Ausgewählter Auszug:
= = = = = = =

Europa

Straches Vorbild: So kontrolliert Orbàn Ungarn

Strache nannte im Ibizia-Video ausgerechnet Viktor Orbáns Ungarn als Vorbild für den geplanten Umbau Österreichs. Der ungarische Regierungschef ist zum Sinnbild des Rechtsrucks in Europa geworden. Orbán zeigt wie kaum ein anderer, wie schnell ein Land aus der Mitte an den rechten Rand abrutschen kann: Oligarchen bedienen, Medien kontrollieren, Gewerkschaften attackieren. All das macht Orbán in Ungarn. Hier ein Überblick über den autoritären Umbau Ungarns.

Die Regierung von Bundeskanzler Kurz und Vizekanzler Strache nannte Ungarns Ministerpräsident Viktor Orbán erst kürzlich noch ein Vorbild für ganz Europa: „Europa sollte das Modell Österreich übernehmen“, erklärte er Anfang Mai. Auch umgekehrt hat Österreichs Regierung Orbáns Ungarn stets verteidigt. Und auf die Ibiza-Affäre des ehemaligen Vizekanzlers HC Strache reagierte Orbán offensiv:  „Eine außerordentliche Jagdsaison ist eröffnet“, sagt er. Das passt zu Orbán: Kritik nicht gelten lassen, Kritiker abservieren und Diskussionen unmöglich machen.

Orbán postet noch im Mai vom Staatsbesuch in Budapest

Orbán macht seit Jahren Jagd auf Menschen, die dem autoritären Umbau Ungarns im Weg stehen. Hier ein Überblick.

400 Überstunden pro Jahr – bezahlt nach 3 Jahren

Im Dezember 2018 hat die Partei von Viktor Orbán ein neues Arbeitszeit-Gesetz beschlossen: Ungarische Beschäftigte dürfen jetzt 400 Überstunden pro Jahr leisten. Das heißt: Kein Arbeitstag mehr ohne Überstunde. Und mehr noch: Unternehmen dürfen sich 3 Jahre Zeit lassen, um die Überstunden zu bezahlen. Das heißt: Viele Überstunden müssen nicht mehr als solche vergütet werden.

Der ungarische Gewerkschafter Károly György berichtet, dass es im Vorfeld keine Diskussionen über den Gesetzesentwurf gegeben hat. Orbáns Partei FIDESZ griff auf einen einfachen Trick zurück: Nicht die Regierung, sondern ein einzelner Abgeordneter brachte das Gesetz ein – so war keine Begutachtung notwendig und das Gesetz konnte schnell durchgepeitscht werden.

= = = = = = =

(Dateneinträge)
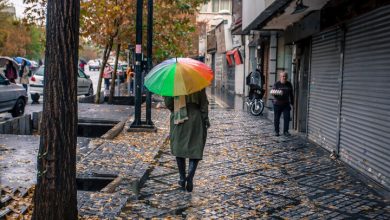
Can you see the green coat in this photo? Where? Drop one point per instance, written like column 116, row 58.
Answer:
column 189, row 138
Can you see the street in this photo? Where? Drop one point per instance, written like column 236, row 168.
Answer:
column 246, row 172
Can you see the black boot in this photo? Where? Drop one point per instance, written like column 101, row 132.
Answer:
column 191, row 173
column 181, row 164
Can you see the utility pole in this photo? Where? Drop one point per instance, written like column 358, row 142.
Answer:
column 149, row 64
column 138, row 68
column 138, row 124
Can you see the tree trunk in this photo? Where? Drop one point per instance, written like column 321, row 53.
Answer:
column 106, row 55
column 112, row 89
column 56, row 191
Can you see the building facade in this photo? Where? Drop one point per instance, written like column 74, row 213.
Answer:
column 337, row 55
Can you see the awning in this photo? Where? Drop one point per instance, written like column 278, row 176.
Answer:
column 234, row 55
column 266, row 15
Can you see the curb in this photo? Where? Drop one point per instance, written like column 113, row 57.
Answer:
column 113, row 132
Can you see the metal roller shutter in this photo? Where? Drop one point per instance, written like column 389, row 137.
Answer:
column 324, row 89
column 365, row 111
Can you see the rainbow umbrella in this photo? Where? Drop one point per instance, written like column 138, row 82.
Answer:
column 178, row 76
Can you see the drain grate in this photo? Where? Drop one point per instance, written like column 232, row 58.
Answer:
column 93, row 183
column 94, row 128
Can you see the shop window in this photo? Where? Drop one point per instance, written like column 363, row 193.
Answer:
column 221, row 5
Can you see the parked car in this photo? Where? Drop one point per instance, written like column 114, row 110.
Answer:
column 94, row 65
column 84, row 83
column 13, row 98
column 121, row 71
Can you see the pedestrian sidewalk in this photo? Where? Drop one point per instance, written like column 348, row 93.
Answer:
column 248, row 173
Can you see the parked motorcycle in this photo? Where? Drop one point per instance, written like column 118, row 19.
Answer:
column 254, row 103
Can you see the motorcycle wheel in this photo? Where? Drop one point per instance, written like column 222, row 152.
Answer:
column 257, row 108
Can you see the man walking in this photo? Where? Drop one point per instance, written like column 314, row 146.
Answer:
column 284, row 97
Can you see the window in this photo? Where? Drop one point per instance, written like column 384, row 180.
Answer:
column 224, row 5
column 221, row 5
column 204, row 8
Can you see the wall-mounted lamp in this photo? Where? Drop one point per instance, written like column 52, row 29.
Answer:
column 300, row 7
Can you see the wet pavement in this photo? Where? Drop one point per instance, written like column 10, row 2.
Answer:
column 246, row 172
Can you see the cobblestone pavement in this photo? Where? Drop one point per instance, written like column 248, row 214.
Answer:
column 246, row 172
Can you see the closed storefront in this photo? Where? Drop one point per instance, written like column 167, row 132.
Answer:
column 365, row 111
column 324, row 89
column 349, row 104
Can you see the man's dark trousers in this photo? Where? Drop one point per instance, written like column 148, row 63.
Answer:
column 278, row 110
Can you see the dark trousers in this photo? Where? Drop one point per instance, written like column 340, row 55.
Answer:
column 107, row 83
column 278, row 110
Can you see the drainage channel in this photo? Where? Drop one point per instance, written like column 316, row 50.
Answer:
column 94, row 182
column 94, row 127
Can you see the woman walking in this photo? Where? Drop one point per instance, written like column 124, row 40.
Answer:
column 189, row 122
column 24, row 72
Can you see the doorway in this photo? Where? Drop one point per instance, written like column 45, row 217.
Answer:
column 301, row 67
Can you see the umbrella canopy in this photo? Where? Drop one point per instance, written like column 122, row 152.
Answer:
column 20, row 59
column 3, row 60
column 178, row 76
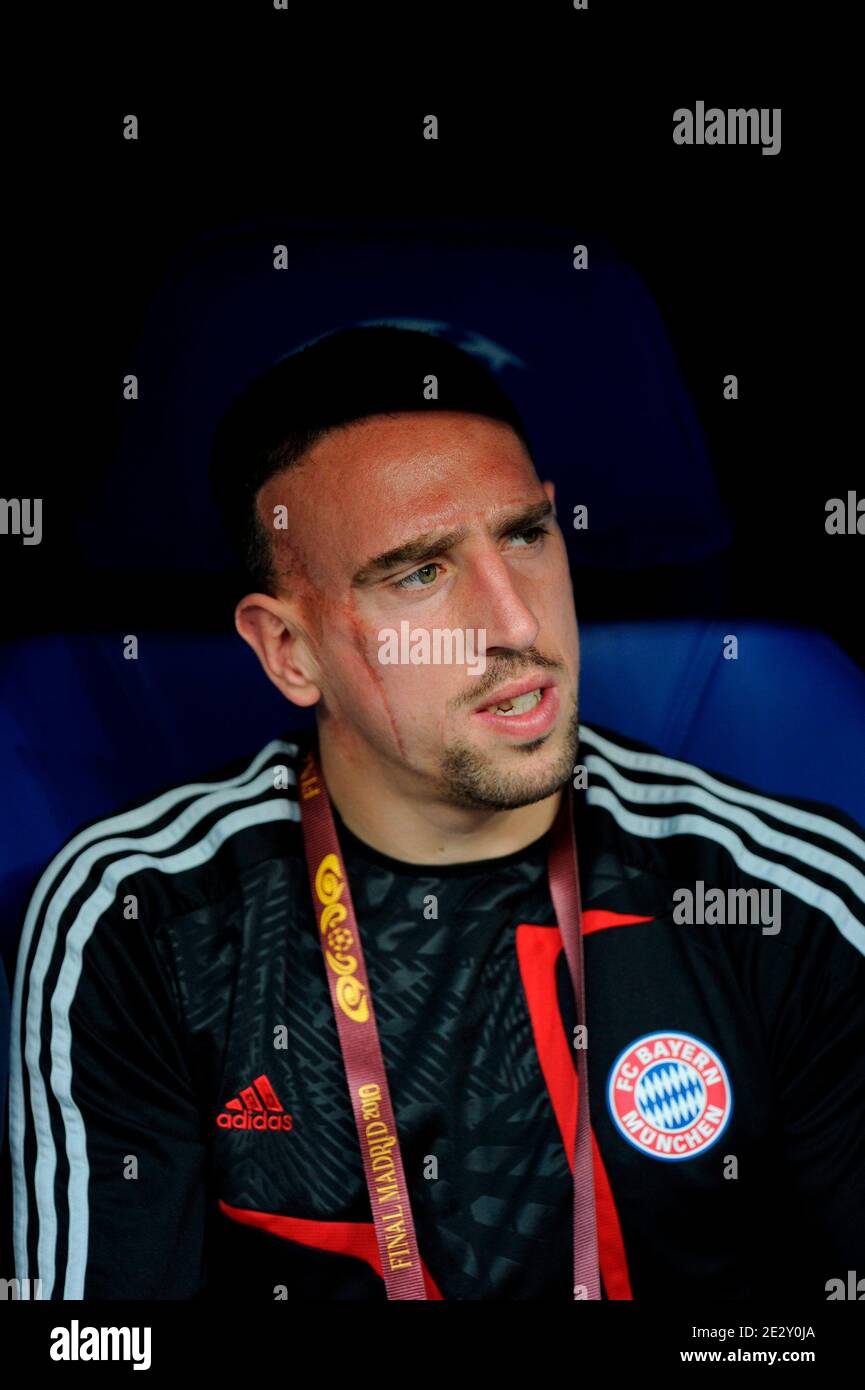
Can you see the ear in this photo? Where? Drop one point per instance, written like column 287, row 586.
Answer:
column 271, row 628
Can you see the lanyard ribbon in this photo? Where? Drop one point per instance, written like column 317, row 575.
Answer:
column 363, row 1059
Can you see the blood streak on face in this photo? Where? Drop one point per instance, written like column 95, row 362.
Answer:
column 376, row 485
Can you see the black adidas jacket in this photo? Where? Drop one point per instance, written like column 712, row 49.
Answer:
column 178, row 1116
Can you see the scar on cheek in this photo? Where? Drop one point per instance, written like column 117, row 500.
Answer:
column 360, row 638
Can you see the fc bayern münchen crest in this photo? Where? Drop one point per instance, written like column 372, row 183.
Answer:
column 669, row 1096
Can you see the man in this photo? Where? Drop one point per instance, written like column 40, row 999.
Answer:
column 180, row 1116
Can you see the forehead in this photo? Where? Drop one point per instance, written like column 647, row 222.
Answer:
column 378, row 483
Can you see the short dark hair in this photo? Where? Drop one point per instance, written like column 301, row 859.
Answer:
column 338, row 378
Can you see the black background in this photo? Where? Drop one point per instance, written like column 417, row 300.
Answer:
column 550, row 117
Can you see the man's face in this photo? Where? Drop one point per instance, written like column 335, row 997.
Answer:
column 413, row 480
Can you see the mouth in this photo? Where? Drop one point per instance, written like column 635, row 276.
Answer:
column 522, row 709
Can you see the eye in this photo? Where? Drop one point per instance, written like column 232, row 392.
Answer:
column 426, row 569
column 534, row 531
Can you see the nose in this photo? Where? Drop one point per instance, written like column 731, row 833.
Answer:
column 497, row 605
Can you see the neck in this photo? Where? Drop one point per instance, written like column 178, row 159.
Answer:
column 378, row 804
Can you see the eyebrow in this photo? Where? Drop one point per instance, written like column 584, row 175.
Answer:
column 430, row 544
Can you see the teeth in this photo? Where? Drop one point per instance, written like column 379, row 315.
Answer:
column 520, row 705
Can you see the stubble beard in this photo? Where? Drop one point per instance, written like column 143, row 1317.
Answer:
column 472, row 779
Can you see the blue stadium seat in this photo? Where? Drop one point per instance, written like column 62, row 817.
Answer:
column 82, row 731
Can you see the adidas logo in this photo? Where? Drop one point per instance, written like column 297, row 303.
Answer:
column 257, row 1108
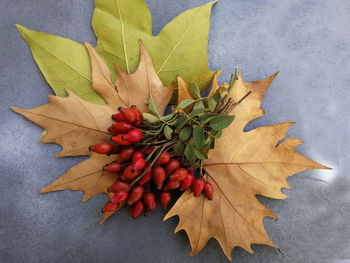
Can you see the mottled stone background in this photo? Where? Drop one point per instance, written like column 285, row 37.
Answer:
column 307, row 41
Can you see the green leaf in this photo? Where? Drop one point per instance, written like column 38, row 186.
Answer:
column 185, row 103
column 181, row 121
column 152, row 106
column 189, row 154
column 167, row 132
column 221, row 122
column 185, row 133
column 212, row 144
column 198, row 136
column 194, row 91
column 218, row 134
column 206, row 118
column 207, row 142
column 168, row 117
column 199, row 105
column 150, row 118
column 211, row 104
column 216, row 96
column 200, row 154
column 119, row 24
column 179, row 147
column 64, row 63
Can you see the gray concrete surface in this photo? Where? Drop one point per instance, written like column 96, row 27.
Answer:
column 308, row 41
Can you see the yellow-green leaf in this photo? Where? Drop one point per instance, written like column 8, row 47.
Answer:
column 180, row 48
column 64, row 63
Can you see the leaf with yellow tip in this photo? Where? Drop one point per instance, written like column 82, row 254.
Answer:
column 75, row 124
column 183, row 90
column 86, row 176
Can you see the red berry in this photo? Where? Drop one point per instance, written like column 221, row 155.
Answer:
column 139, row 164
column 116, row 148
column 150, row 201
column 172, row 166
column 134, row 135
column 121, row 127
column 118, row 117
column 209, row 190
column 147, row 176
column 137, row 155
column 179, row 174
column 125, row 154
column 101, row 148
column 130, row 173
column 149, row 150
column 163, row 158
column 113, row 131
column 119, row 196
column 164, row 198
column 119, row 185
column 135, row 194
column 121, row 140
column 171, row 185
column 128, row 114
column 136, row 209
column 198, row 186
column 187, row 182
column 112, row 167
column 139, row 116
column 109, row 207
column 158, row 175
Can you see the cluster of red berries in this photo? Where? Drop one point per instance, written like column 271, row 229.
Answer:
column 142, row 167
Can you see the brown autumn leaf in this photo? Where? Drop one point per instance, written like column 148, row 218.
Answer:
column 242, row 165
column 75, row 124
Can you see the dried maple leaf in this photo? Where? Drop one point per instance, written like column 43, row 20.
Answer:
column 75, row 124
column 242, row 165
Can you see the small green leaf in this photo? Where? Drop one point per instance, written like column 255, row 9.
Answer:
column 207, row 142
column 150, row 118
column 152, row 106
column 194, row 91
column 208, row 117
column 198, row 136
column 200, row 154
column 221, row 122
column 199, row 105
column 179, row 148
column 189, row 153
column 212, row 144
column 218, row 134
column 181, row 121
column 216, row 96
column 185, row 103
column 211, row 104
column 168, row 117
column 167, row 132
column 185, row 133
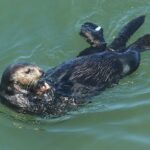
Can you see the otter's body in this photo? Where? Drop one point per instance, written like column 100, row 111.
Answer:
column 68, row 85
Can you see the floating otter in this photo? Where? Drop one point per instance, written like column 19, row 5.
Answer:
column 68, row 85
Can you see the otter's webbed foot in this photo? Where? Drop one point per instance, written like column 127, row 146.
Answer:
column 93, row 34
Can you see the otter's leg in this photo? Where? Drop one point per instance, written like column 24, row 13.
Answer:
column 94, row 36
column 126, row 32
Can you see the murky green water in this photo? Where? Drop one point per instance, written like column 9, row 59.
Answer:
column 46, row 33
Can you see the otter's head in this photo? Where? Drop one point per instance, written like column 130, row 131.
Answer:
column 93, row 34
column 20, row 77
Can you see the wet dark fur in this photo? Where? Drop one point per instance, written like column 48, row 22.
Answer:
column 74, row 81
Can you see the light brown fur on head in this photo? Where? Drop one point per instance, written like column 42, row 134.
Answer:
column 27, row 75
column 21, row 77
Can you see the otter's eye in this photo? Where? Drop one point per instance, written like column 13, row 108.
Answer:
column 28, row 71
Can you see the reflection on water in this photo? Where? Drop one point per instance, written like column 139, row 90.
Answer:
column 46, row 33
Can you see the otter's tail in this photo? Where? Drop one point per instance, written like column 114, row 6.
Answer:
column 126, row 32
column 143, row 43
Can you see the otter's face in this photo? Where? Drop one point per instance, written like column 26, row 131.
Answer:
column 20, row 77
column 27, row 75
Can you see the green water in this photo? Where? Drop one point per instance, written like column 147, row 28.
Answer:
column 46, row 33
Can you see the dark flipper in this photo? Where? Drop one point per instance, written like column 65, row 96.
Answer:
column 94, row 36
column 143, row 43
column 126, row 32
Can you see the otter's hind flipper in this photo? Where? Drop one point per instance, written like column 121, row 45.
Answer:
column 126, row 32
column 143, row 43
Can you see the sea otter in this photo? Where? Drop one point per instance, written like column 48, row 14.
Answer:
column 68, row 85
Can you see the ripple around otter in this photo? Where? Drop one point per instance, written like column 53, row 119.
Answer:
column 45, row 33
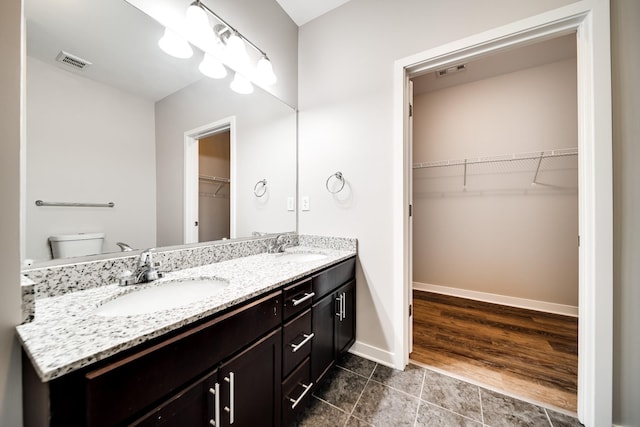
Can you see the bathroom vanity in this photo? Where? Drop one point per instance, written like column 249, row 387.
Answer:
column 250, row 360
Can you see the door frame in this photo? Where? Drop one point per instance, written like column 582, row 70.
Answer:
column 191, row 186
column 589, row 20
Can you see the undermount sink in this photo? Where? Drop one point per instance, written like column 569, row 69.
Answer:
column 163, row 296
column 300, row 256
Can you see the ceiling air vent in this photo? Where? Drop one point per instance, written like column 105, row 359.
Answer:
column 451, row 70
column 72, row 60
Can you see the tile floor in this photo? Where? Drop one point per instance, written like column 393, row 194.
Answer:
column 359, row 392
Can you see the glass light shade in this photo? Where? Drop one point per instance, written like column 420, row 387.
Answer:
column 197, row 17
column 241, row 84
column 237, row 50
column 199, row 25
column 264, row 72
column 212, row 67
column 174, row 45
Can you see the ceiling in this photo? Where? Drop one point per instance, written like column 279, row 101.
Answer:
column 121, row 42
column 303, row 11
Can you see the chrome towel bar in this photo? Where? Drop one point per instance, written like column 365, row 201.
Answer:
column 76, row 205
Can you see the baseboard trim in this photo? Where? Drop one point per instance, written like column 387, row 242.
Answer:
column 548, row 307
column 372, row 353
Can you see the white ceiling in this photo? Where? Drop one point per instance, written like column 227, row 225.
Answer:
column 303, row 11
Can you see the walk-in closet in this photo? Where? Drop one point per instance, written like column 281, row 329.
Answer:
column 495, row 221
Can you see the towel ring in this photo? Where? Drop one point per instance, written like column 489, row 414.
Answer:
column 260, row 185
column 338, row 176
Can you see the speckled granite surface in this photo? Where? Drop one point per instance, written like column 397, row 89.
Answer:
column 66, row 334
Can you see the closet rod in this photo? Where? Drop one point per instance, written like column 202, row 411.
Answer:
column 214, row 179
column 539, row 155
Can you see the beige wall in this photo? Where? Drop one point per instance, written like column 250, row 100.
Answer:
column 500, row 235
column 346, row 123
column 625, row 35
column 213, row 212
column 10, row 77
column 87, row 142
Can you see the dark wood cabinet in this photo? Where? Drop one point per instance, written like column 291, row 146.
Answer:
column 254, row 365
column 333, row 317
column 250, row 385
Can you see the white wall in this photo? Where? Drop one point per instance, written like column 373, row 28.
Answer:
column 499, row 235
column 346, row 121
column 625, row 36
column 10, row 130
column 87, row 142
column 266, row 149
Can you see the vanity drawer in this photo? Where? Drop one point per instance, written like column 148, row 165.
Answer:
column 297, row 297
column 296, row 342
column 122, row 388
column 296, row 392
column 328, row 280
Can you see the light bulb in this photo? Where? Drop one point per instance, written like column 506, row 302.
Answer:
column 212, row 67
column 174, row 45
column 241, row 84
column 237, row 50
column 264, row 72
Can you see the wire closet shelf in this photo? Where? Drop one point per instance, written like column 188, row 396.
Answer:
column 538, row 156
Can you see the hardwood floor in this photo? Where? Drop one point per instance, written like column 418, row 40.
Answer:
column 523, row 352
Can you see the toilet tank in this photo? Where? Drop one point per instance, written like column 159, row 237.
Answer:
column 73, row 245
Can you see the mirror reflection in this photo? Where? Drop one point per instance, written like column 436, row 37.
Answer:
column 113, row 119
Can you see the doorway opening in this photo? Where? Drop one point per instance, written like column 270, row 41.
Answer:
column 209, row 172
column 214, row 185
column 495, row 220
column 589, row 20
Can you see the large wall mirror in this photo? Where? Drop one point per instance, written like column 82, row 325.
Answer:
column 182, row 157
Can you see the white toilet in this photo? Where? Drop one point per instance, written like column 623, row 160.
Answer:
column 73, row 245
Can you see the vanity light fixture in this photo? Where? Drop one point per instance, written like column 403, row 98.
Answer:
column 223, row 45
column 174, row 45
column 212, row 67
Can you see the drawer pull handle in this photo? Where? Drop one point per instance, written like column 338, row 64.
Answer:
column 296, row 401
column 307, row 338
column 216, row 405
column 306, row 296
column 229, row 409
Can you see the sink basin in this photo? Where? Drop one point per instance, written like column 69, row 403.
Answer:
column 165, row 296
column 300, row 257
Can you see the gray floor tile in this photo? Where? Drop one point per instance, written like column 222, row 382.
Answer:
column 318, row 413
column 504, row 411
column 357, row 364
column 562, row 420
column 432, row 416
column 383, row 406
column 354, row 422
column 409, row 380
column 341, row 388
column 452, row 394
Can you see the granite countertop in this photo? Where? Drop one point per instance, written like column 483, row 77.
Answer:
column 66, row 333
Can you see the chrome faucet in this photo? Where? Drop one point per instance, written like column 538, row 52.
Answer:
column 278, row 246
column 146, row 271
column 147, row 268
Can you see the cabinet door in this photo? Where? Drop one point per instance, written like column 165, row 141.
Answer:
column 194, row 406
column 323, row 314
column 251, row 383
column 346, row 319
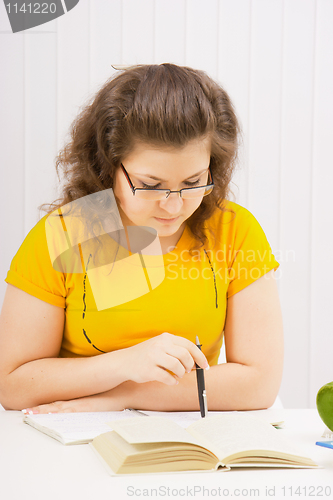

= = = = = = =

Aufgabe A:
Wie viele Überstunden pro Jahr dürfen ungarische Beschäftigte laut dem Artikel über Orbáns Ungarn seit dem neuen Arbeitszeit-Gesetz leisten?
Aufgabe B:
Ersetzen Sie im Artikel über Orbáns Ungarn in dem Abschnitt, der mit den Worten „Orbán postet noch“ beginnt und mit „solche vergütet werden.“ schließt, das Wort „Dezember“ durch „November“. Geben Sie den so geänderten Abschnitt wieder.
Aufgabe C:
Führen Sie den Artikel über Orbáns Ungarn im Anschluss an seinen letzten Satz fort.
Das Material steht in keinem Zusammenhang mit dem Artikel.

Erwartete Ausgabe A:
400 Überstunden pro Jahr.

Erwartete Ausgabe B:
Orbán postet noch im Mai vom Staatsbesuch in Budapest

Orbán macht seit Jahren Jagd auf Menschen, die dem autoritären Umbau Ungarns im Weg stehen. Hier ein Überblick.

400 Überstunden pro Jahr – bezahlt nach 3 Jahren

Im November 2018 hat die Partei von Viktor Orbán ein neues Arbeitszeit-Gesetz beschlossen: Ungarische Beschäftigte dürfen jetzt 400 Überstunden pro Jahr leisten. Das heißt: Kein Arbeitstag mehr ohne Überstunde. Und mehr noch: Unternehmen dürfen sich 3 Jahre Zeit lassen, um die Überstunden zu bezahlen. Das heißt: Viele Überstunden müssen nicht mehr als solche vergütet werden.

Erwartete Ausgabe C:
Tausende Ungarn gingen in Budapest und anderen Städten auf die Straße, es waren die größten Proteste in Ungarn seit mehr als zehn Jahren. Die Medien ließ er über die Proteste schweigen:

Im öffentlichen Fernsehen und Radio gab es keine Berichte über die Proteste. Im Gegenteil: Im Fernsehen hat man Bilder der Demonstration gezeigt und behauptet, es handelt sich um Spaziergänger, die die Weihnachtsdekoration in Budapest bewundern. – Karloy György

Angriff auf Gewerkschaften

Um ein so arbeiterfeindliches Gesetz durchzubekommen, musste Orbán zuerst die Gewerkschaften schwächen. Damit begann er bereits in seiner ersten Amtszeit. Obwohl wenige Ungarn gewerkschaftlich organisiert und Kollektivverträge selten sind,  hat es Orbán auf die Gewerkschaften abgesehen. Auch das Streik- und Versammlungsrecht ist mittlerweile so stark eingeschränkt, dass Protestaktionen einvernehmlich mit den Behörden organisiert werden muss. Heute stehen die Gewerkschaften so unter Druck, dass sie den Sozialdemokratischen EU-Spitzenkandidaten Frans Timmermans nur im Geheimen, in einem fensterlosen Raum, treffen wollten.

Sozialdemokrat Timmermans berichtet von seinem geheimen Treffen mit ungarischen Gewerkschaften

Zensur der Medien

Im Ibiza-Video sprach Heinz-Christian Strache davon, das österreichische Mediensystem nach dem Vorbild Ungarns umbauen zu wollen. „Wir wollen eine Medienlandschaft ähnlich wie der Orbán aufbauen“, sagt er dort.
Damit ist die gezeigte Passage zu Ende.